**WORK REQUEST:**
Copy out exactly the line that contains "the sidewalk, one" and all lines following it to the end of the data.

━━━ DATA TO USE ━━━

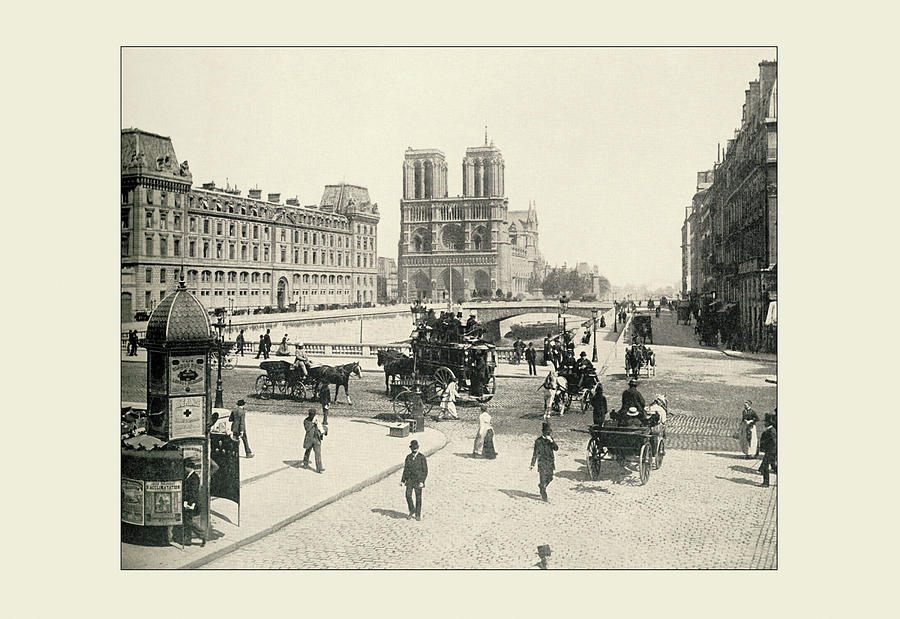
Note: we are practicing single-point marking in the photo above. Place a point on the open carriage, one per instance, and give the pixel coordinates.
(282, 377)
(638, 445)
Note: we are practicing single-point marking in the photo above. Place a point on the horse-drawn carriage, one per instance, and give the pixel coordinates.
(289, 379)
(623, 444)
(641, 326)
(432, 366)
(640, 360)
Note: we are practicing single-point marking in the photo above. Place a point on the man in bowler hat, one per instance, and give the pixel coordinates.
(415, 470)
(544, 446)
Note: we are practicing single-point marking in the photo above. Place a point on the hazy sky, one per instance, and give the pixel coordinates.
(606, 141)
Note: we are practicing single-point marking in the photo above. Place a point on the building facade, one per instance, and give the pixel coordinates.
(387, 280)
(733, 221)
(237, 252)
(470, 245)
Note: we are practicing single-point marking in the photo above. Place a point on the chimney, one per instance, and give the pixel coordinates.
(768, 73)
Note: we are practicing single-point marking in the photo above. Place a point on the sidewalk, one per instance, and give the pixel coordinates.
(276, 490)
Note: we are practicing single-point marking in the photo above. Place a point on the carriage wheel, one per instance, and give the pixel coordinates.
(298, 391)
(442, 376)
(265, 388)
(595, 455)
(403, 403)
(644, 463)
(660, 453)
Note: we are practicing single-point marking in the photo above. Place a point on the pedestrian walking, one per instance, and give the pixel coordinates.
(549, 389)
(239, 427)
(240, 342)
(544, 446)
(312, 441)
(191, 503)
(448, 401)
(599, 404)
(747, 435)
(267, 340)
(531, 358)
(768, 444)
(325, 401)
(415, 470)
(484, 424)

━━━

**RESPONSE:**
Note: we are practicing single-point marking in the photo above. Place a point on the sidewalk, one per instance, and give the pixel coordinates.
(276, 490)
Note: we are practicing single-point marking in the photo above. Place a point on the carriage wheel, one per instance, and give the pixel coordinates.
(298, 391)
(442, 376)
(265, 388)
(595, 455)
(403, 403)
(644, 463)
(660, 453)
Note: we are practicing single-point marking in the photo above. Place a point on the pedestrian walking, one per instance, and give the pixel coordinates.
(549, 389)
(239, 427)
(240, 342)
(544, 446)
(312, 441)
(191, 503)
(448, 401)
(599, 404)
(747, 435)
(267, 340)
(531, 358)
(768, 444)
(325, 401)
(415, 470)
(484, 424)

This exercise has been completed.